PASSAGE TO READ:
Opinion
Case No. 2:17-cr-00361-HDM-NJK Case No. 2:19-cv-00271-HDM
08-08-2019
ORDER
Before the court is the defendant's motion to vacate, set aside, or correct sentence pursuant to 28 U.S.C. § 2255 (ECF No. 37). The government has responded (ECF No. 45), but the defendant did not reply.
On November 8, 2017, a grand jury returned an indictment against the defendant, charging him with a violation of 8 U.S.C. § 1326, deported alien found unlawfully in the United States. On April 24, 2018, the defendant entered into a plea agreement and pled guilty to the charge of being a deported alien found unlawfully in the United States. On September 11, 2018, the court sentenced defendant to an eighteen (18) month term of imprisonment, with credit for time served. A direct appeal was not filed.
On February 12, 2019, defendant filed the instant § 2255 motion (ECF No. 37). The government argues that defendant's motion is precluded under the terms of the plea agreement.
A federal inmate may move to vacate, set aside, or correct his sentence pursuant to 28 U.S.C. § 2255, if: (1) the sentence was imposed in violation of the Constitution or laws of the United States; (2) the court was without jurisdiction to impose the sentence; (3) the sentence was in excess of the maximum authorized by law; or (4) the sentence is otherwise subject to collateral attack. Id. § 2255(a); see also United States v. Berry, 624 F.3d 1031, 1038 (9th Cir. 2010).

DATA EXTRACT:
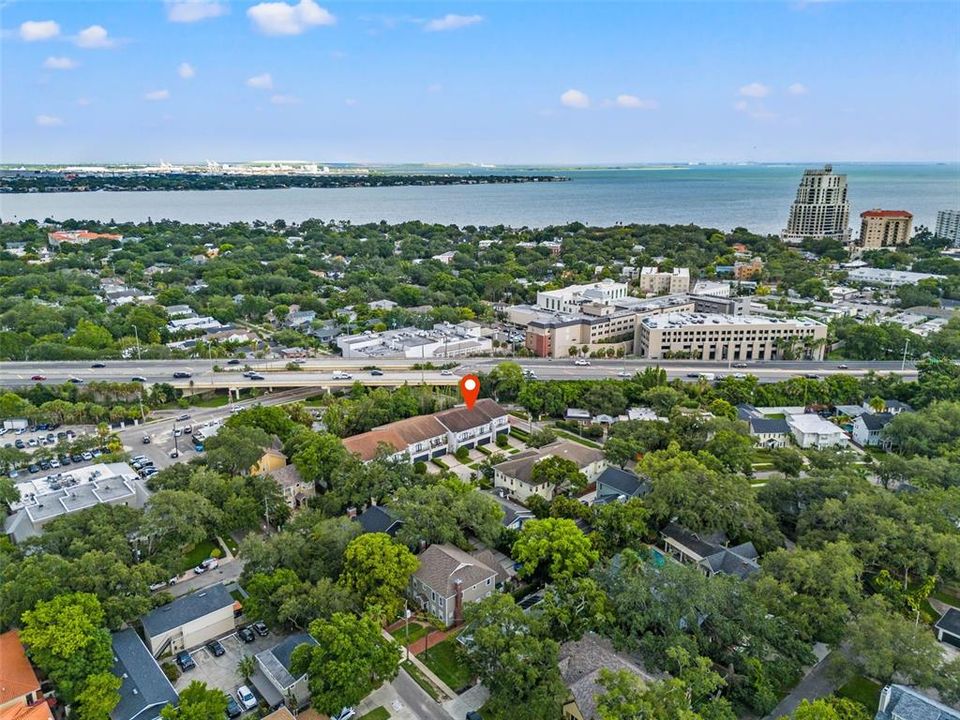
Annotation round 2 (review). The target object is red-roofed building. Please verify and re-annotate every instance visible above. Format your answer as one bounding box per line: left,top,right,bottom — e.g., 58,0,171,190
0,630,43,720
857,210,913,250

THE TASKS:
[a] Please explain in one to three sentences why, according to the court order, the government contends that the defendant's § 2255 motion should not go forward.
[b] Return the part of the court order from "On February 12, 2019, defendant" up to and including "the plea agreement.", copied word for word.

SOLUTIONS TO EACH TASK:
[a] The government argues that the defendant's motion is precluded under the terms of his plea agreement. The defendant entered that agreement on April 24, 2018, when he pled guilty to being a deported alien found unlawfully in the United States.

[b]
On February 12, 2019, defendant filed the instant § 2255 motion (ECF No. 37). The government argues that defendant's motion is precluded under the terms of the plea agreement.